» **REQUIRED WORK**
Rewrite only the lines of the entries from the line with "the fairway, which" up to and including the line with "x=58, y=105", keeping the requests. In the answers, multiply every coordinate by 0.5 and round to a whole number, with halves rounding up, while the numbers in the requests and their format samples stay unchanged.

══ DATA TO PROCESS

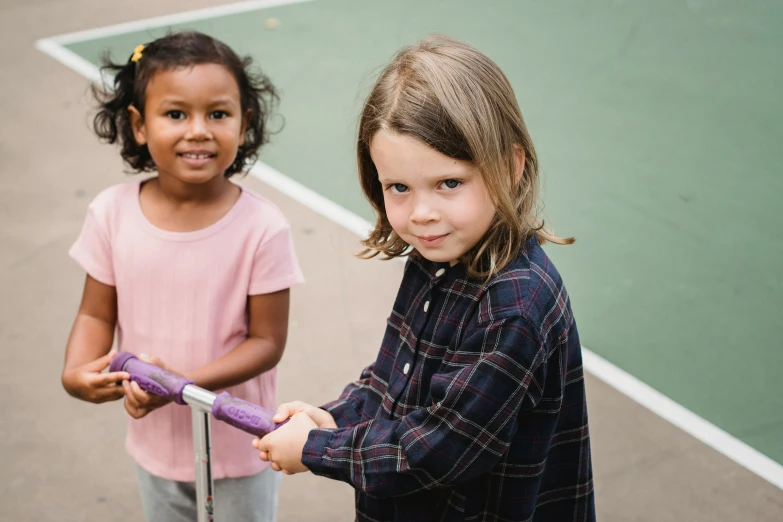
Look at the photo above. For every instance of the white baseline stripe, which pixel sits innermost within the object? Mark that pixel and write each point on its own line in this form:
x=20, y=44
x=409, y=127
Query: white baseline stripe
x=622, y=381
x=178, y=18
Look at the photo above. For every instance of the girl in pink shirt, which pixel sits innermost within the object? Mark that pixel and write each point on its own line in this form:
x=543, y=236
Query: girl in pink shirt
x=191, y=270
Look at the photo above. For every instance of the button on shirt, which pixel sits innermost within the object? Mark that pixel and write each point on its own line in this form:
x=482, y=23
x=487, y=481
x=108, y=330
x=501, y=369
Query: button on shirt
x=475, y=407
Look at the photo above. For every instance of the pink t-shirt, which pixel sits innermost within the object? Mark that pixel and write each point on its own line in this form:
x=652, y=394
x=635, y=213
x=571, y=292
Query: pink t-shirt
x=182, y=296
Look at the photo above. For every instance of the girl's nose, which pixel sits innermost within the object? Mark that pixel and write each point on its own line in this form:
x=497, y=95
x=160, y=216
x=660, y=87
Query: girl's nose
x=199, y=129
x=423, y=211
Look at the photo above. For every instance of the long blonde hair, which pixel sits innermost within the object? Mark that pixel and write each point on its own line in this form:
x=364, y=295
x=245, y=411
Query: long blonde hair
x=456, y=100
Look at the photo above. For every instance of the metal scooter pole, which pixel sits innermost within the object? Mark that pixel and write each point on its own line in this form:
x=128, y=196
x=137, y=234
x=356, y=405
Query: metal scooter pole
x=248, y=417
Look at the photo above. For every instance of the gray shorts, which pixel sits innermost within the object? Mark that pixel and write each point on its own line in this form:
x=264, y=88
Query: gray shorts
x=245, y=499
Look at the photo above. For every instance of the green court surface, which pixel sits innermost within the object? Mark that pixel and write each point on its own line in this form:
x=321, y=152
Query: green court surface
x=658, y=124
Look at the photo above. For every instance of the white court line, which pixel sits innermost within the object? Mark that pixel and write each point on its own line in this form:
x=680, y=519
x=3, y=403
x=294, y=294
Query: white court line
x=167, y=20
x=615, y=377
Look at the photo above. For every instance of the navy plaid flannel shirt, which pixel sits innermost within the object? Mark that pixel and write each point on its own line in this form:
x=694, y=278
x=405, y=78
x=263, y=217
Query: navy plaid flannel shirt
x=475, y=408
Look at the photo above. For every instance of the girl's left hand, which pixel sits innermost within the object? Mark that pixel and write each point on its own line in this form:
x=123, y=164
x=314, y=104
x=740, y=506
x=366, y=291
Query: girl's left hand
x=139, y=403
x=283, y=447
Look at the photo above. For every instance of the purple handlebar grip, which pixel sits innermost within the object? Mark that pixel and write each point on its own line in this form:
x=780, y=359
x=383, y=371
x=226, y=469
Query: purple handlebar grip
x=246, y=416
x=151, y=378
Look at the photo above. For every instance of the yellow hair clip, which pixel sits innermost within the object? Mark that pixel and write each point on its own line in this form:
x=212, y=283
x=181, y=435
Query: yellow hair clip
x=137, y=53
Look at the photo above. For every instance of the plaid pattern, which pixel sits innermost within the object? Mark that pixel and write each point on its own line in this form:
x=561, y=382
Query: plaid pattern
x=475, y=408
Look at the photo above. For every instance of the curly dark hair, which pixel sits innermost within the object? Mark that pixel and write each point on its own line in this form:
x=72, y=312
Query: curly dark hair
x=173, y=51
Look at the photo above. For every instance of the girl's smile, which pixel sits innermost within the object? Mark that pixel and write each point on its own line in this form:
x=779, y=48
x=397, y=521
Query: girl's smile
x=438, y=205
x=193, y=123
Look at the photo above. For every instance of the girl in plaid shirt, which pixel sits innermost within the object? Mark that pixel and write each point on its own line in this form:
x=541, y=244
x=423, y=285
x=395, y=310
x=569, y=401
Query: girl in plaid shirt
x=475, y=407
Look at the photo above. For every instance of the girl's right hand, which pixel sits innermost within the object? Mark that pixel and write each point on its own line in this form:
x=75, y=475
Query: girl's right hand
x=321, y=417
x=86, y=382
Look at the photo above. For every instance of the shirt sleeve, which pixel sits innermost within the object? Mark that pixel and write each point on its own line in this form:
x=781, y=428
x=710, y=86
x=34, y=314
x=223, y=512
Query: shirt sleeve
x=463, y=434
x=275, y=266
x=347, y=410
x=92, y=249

════
══ DATA TO PROCESS

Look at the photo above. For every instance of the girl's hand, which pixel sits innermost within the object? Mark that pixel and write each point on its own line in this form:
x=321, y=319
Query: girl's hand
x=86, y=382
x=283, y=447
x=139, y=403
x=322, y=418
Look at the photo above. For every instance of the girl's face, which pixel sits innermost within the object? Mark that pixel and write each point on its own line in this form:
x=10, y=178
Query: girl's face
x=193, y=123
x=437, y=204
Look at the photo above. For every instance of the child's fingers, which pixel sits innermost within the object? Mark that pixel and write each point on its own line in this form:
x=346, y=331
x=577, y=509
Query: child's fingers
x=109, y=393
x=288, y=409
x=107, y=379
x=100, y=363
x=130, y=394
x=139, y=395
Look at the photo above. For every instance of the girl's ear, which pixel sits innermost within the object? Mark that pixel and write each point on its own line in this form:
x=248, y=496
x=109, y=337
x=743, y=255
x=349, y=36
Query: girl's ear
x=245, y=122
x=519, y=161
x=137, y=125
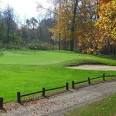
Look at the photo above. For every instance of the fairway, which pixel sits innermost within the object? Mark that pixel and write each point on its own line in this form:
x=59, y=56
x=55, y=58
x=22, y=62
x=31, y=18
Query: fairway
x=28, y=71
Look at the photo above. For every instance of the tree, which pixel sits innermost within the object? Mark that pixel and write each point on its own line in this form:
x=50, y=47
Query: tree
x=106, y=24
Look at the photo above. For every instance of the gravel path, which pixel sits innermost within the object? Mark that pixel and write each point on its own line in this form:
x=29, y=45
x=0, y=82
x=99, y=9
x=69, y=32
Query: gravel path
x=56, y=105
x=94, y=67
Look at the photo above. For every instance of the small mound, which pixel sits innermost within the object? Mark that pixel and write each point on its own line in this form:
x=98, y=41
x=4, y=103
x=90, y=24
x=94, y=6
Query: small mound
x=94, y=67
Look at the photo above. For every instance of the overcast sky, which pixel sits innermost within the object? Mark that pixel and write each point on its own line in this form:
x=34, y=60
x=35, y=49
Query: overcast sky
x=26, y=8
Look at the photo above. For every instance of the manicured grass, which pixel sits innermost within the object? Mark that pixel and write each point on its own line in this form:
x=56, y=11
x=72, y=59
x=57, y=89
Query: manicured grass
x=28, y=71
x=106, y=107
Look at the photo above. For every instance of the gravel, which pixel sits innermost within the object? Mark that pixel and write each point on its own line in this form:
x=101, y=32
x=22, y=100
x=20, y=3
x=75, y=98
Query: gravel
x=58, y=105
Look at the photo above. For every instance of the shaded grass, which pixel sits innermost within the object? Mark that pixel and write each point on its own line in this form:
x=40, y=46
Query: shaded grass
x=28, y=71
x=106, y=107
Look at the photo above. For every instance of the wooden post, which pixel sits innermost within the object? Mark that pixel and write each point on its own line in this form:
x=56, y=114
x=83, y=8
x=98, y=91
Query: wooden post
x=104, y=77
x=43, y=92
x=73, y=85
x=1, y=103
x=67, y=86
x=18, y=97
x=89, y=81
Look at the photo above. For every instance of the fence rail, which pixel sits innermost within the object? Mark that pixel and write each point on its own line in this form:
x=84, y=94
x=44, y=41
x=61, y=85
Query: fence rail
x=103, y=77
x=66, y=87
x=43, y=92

════

» **COMPLETE OUTPUT**
Look at the photo above. For every instance of the fairway, which pixel sits innermost within the object? Mark that pixel and write each point on its own line in this form:
x=59, y=56
x=55, y=58
x=22, y=62
x=31, y=18
Query: fairway
x=14, y=36
Look at the photo above. For every instance of the tree, which pixel sits innermost within the object? Mark that pixel and write each point on its own line in this form:
x=50, y=47
Query: tree
x=53, y=12
Look at the photo above. For every instance of the gravel path, which pixel sits innermost within the object? Mark that pixel and write each point on its own line in this form:
x=29, y=45
x=0, y=82
x=99, y=9
x=69, y=32
Query: gravel path
x=28, y=53
x=47, y=34
Look at the photo above. For every instance of the small mound, which pixel sits innermost within the object? Mark that pixel and write each point on its own line in this form:
x=98, y=41
x=4, y=103
x=90, y=24
x=94, y=6
Query: small mound
x=47, y=34
Look at the photo above. For every instance of the overcast sky, which pixel sits innermost within the object? Mark that pixel and write each point on its own line in this form:
x=34, y=60
x=35, y=49
Query: overcast sky
x=13, y=4
Look at the photo above. For every instance of the manicured grass, which pixel sits innermost within the object? Mark that pixel and write each point on its own line in this form:
x=56, y=11
x=72, y=59
x=57, y=89
Query: manicured grass
x=14, y=36
x=53, y=54
Look at the photo above. For every instance of the gravel, which pixel sits innermost within the object? Mark that pixel and write each point on its own line in this form:
x=101, y=32
x=22, y=100
x=20, y=3
x=75, y=98
Query: gravel
x=29, y=53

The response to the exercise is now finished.